WHAT YOU HAVE TO DO. Could you duplicate the part of the API call sequence text from "This section describes" up to and including "created in 4." word for word?

--- START TEXT PASSAGE ---

Running a Graph Asynchronously in the Single-Process and Single-Device Mode

This section provides an example of using an asynchronous API to run a graph on the device memory.

Overview

This feature is not supported by the Atlas 200I/500 A2 inference products .

This section describes how to build and run a graph asynchronously to generate a result. The following figure illustrates the API call sequence.

GEInitializeV2: initializes the system and allocates resources. (This API can be called before graph construction.)
aclInit: initializes acl APIs.
Session constructor: creates a Session object and allocates Session resources.
aclrtSetDevice: specifies the running device; aclrtCreateStream: creates a stream; aclrtMallocHost: allocates the host memory; aclrtMalloc: allocates the device memory.
AddGraph: adds a graph to the Session object.
(Optional) CompileGraph: builds the graph.
(Optional) LoadGraph: (asynchronous graph execution scenario) loads the graph model to the stream created in 4.
RunGraphWithStreamAsync: runs the graph asynchronously.
If the graph is not loaded by calling LoadGraph before this API is called, this API will automatically call LoadGraph to complete the loading. If the graph is not built by calling CompileGraph before calling LoadGraph, LoadGraph will automatically call CompileGraph to complete the build.
aclrtSynchronizeStream: waits for stream tasks to complete.
aclrtFree and aclrtFreeHost: frees the memory; GEFinalizeV2: releases system resources; and aclFinalize: releases acl-related resources.

--- END TEXT PASSAGE ---
--- START PROVIDED RECORDS ---

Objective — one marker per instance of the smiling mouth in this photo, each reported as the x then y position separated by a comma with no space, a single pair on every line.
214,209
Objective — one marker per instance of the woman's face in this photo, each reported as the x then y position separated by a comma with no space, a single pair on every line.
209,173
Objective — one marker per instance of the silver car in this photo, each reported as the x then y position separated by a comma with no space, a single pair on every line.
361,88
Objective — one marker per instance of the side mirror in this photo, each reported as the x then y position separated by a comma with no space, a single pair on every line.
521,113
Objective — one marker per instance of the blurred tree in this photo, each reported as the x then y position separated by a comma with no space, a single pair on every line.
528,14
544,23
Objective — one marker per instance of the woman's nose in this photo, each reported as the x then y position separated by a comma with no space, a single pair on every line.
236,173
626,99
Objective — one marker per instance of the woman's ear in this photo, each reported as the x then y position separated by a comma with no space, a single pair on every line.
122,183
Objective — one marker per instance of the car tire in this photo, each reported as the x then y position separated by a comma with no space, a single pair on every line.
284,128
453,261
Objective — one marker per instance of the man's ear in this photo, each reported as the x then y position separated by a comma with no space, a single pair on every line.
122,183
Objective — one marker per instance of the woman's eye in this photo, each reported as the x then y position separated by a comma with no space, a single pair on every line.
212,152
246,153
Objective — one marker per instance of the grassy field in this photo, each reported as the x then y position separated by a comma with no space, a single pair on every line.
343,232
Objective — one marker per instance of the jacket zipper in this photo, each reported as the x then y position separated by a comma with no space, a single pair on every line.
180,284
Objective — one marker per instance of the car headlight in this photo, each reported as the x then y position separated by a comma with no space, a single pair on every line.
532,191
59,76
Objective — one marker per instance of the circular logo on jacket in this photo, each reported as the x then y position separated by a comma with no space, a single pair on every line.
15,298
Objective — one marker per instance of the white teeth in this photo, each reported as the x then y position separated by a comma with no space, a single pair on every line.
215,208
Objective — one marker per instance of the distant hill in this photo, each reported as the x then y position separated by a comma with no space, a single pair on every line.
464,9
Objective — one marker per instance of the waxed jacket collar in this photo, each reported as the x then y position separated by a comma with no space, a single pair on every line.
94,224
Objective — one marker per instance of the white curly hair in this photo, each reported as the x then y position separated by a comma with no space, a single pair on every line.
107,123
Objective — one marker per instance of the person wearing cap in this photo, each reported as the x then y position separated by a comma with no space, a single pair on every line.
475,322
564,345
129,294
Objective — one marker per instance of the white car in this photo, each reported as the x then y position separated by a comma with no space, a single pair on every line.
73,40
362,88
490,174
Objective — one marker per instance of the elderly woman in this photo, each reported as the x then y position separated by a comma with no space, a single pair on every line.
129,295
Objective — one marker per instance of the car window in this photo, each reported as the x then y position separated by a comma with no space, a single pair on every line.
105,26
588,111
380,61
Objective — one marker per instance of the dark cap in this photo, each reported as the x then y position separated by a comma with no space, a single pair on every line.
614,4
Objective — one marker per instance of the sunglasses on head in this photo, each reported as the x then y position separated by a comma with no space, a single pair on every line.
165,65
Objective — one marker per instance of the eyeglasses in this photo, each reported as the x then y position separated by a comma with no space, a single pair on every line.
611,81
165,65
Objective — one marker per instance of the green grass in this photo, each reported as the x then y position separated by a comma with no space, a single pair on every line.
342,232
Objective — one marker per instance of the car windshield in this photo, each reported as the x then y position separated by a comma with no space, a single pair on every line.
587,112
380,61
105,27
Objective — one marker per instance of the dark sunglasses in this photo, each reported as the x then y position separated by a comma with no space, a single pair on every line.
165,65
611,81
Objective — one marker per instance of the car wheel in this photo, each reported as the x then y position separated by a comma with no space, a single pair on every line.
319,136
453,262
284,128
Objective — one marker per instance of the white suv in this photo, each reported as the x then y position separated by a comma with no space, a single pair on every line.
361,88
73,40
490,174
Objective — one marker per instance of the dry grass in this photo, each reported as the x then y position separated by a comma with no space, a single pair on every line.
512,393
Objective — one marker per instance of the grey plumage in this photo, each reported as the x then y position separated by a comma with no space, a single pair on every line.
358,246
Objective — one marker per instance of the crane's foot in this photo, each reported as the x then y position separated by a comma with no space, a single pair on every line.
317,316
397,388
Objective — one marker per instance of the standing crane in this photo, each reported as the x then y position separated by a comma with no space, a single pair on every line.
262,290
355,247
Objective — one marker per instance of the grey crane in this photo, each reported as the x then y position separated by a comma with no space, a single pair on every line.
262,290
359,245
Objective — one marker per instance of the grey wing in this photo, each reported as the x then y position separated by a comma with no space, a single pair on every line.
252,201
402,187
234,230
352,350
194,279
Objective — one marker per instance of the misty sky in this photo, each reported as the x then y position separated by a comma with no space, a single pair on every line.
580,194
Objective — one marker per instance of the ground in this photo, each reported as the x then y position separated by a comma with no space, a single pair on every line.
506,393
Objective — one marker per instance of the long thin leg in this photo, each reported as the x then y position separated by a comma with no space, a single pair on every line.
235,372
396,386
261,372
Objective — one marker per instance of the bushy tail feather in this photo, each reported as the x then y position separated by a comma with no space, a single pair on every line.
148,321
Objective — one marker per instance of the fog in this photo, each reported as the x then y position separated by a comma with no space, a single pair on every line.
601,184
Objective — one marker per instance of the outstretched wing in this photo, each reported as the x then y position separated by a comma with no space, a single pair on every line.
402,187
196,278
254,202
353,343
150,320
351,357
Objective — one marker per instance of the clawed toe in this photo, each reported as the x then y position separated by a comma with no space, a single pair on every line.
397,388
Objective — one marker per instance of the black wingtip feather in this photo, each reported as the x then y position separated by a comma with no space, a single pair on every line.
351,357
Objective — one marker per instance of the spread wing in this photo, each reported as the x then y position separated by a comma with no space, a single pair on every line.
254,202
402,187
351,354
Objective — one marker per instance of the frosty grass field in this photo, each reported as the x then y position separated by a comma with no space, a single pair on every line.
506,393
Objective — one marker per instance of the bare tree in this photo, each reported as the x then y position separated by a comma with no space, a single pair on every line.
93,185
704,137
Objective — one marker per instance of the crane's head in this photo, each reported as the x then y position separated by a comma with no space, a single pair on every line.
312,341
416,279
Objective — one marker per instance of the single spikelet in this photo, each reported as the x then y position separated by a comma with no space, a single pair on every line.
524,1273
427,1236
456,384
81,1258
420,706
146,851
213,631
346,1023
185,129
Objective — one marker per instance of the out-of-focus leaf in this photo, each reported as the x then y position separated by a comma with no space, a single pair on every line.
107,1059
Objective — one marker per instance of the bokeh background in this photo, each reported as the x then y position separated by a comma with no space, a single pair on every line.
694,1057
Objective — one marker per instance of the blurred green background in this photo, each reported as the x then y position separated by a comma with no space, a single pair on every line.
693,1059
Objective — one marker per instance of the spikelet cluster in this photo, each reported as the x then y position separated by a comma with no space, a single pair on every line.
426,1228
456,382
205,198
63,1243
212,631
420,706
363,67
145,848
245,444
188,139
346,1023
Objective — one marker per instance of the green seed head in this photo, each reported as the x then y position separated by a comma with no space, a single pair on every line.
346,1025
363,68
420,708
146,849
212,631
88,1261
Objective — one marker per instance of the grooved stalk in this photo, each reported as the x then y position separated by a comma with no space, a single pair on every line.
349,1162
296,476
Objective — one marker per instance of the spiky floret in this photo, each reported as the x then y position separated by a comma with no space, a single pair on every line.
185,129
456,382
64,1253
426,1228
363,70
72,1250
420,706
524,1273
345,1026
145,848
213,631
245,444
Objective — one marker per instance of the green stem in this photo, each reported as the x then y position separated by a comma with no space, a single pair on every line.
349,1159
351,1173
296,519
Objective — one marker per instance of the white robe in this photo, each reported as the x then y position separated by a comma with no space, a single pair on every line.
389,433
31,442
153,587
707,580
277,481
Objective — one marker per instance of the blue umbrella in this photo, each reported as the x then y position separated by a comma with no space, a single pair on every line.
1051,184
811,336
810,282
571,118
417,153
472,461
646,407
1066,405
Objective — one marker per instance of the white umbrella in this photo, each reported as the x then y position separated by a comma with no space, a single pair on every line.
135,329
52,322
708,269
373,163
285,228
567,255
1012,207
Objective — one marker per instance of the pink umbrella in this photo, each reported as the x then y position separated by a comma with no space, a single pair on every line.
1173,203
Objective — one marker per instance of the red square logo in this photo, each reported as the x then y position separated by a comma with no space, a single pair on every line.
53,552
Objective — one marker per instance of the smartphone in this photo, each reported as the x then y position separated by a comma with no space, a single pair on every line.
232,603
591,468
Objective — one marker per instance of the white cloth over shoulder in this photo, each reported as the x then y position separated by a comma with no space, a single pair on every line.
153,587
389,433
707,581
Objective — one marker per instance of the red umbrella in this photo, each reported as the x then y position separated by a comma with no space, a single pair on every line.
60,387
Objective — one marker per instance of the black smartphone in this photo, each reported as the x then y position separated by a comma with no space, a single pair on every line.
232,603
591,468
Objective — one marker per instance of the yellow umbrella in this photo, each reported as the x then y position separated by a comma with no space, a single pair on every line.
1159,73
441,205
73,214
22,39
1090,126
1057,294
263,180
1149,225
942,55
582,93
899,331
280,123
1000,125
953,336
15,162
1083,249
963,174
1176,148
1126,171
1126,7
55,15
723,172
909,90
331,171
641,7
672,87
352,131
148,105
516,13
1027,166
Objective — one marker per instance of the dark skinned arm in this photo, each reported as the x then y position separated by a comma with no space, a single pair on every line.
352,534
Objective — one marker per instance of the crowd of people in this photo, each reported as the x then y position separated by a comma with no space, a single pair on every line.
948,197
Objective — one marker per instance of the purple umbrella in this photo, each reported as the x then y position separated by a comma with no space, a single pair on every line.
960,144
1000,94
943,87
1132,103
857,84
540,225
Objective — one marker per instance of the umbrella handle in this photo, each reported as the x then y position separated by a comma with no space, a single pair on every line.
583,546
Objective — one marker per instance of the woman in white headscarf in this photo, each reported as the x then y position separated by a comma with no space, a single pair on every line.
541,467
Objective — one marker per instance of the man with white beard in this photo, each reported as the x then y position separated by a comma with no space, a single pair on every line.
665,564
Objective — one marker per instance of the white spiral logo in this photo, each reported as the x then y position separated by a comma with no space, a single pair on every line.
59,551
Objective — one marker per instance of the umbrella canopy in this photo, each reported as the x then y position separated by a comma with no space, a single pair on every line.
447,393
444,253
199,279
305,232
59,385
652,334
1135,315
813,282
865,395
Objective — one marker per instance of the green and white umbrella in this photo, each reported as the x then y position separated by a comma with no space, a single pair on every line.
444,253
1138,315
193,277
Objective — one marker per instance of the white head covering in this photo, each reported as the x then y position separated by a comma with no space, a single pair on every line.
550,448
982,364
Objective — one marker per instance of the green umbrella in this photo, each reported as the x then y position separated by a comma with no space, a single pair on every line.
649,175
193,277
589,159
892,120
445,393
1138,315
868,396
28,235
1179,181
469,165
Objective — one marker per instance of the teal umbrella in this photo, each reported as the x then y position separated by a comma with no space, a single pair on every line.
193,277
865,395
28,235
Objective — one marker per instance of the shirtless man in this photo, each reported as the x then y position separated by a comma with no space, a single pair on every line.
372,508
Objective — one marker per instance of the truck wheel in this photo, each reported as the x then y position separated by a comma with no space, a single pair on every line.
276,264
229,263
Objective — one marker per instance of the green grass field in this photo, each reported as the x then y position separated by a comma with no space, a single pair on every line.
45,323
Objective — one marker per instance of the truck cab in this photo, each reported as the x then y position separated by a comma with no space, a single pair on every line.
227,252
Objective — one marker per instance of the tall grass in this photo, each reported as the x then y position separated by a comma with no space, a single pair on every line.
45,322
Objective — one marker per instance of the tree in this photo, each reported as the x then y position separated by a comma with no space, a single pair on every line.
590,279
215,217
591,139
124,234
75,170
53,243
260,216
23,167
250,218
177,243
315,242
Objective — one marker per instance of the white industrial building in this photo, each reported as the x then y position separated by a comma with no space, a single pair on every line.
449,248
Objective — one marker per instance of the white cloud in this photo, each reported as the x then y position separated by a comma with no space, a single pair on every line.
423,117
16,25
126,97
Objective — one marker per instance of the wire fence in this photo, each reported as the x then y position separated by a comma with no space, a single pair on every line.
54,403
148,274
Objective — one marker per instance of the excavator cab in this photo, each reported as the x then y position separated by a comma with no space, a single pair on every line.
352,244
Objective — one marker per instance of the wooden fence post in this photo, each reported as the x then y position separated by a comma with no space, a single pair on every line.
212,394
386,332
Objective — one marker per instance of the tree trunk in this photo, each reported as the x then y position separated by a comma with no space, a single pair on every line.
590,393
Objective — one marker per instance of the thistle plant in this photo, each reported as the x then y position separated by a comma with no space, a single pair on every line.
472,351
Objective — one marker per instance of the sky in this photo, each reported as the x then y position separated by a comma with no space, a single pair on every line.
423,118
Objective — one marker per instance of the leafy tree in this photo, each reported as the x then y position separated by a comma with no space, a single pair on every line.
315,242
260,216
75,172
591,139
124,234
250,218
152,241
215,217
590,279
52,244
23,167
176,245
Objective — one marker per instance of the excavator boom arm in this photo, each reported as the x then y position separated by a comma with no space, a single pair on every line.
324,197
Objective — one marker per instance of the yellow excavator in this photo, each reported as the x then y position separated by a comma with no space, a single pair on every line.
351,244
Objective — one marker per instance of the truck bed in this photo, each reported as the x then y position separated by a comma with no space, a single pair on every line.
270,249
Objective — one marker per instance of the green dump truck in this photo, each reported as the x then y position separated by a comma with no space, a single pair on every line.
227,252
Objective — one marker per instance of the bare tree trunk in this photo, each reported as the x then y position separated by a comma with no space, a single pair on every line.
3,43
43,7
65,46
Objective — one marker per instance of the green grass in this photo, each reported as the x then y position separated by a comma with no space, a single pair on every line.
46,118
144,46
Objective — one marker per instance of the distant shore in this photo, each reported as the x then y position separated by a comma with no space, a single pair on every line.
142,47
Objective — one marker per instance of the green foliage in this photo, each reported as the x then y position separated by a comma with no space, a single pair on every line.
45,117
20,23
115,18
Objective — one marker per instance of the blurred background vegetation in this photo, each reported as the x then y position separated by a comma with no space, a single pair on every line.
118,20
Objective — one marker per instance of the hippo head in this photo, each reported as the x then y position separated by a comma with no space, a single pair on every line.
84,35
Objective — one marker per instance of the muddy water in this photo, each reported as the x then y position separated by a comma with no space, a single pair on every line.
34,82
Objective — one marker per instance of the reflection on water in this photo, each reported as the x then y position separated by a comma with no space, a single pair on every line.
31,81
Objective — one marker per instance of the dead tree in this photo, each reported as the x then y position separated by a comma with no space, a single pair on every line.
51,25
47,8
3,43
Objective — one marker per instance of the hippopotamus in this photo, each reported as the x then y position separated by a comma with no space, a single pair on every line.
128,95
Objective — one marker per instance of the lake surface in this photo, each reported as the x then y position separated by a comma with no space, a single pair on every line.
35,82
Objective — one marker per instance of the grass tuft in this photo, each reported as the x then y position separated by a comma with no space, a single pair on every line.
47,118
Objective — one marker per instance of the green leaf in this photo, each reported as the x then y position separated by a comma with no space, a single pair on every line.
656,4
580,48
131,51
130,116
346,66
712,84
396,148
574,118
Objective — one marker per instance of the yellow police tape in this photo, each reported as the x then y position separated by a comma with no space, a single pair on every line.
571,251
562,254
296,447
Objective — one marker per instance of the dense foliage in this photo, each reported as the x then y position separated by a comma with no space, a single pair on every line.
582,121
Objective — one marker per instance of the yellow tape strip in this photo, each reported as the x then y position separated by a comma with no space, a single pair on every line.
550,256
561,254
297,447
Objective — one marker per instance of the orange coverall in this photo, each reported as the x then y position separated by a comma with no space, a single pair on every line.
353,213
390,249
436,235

--- END PROVIDED RECORDS ---

COMPLETE ANSWER.
This section describes how to build and run a graph asynchronously to generate a result. The following figure illustrates the API call sequence.

GEInitializeV2: initializes the system and allocates resources. (This API can be called before graph construction.)
aclInit: initializes acl APIs.
Session constructor: creates a Session object and allocates Session resources.
aclrtSetDevice: specifies the running device; aclrtCreateStream: creates a stream; aclrtMallocHost: allocates the host memory; aclrtMalloc: allocates the device memory.
AddGraph: adds a graph to the Session object.
(Optional) CompileGraph: builds the graph.
(Optional) LoadGraph: (asynchronous graph execution scenario) loads the graph model to the stream created in 4.